Task directions | Rewrite all of the lines below, requests included, scaling each pixel coordinate in the answers by 2.2 and rounding to the nearest whole number, with halves rounded up.

++++++++++

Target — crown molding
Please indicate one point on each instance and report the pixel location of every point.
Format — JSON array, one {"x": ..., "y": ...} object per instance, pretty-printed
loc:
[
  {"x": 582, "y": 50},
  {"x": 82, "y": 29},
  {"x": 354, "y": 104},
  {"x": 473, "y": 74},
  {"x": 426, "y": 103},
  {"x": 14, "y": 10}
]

++++++++++

Solution for this exercise |
Target — crown molding
Please indicate one point on each instance and report the pixel location of every point.
Format — JSON array, one {"x": ..., "y": ...} object per instance, pretty-printed
loc:
[
  {"x": 1280, "y": 110},
  {"x": 180, "y": 64},
  {"x": 779, "y": 229},
  {"x": 1041, "y": 163},
  {"x": 937, "y": 227},
  {"x": 31, "y": 22}
]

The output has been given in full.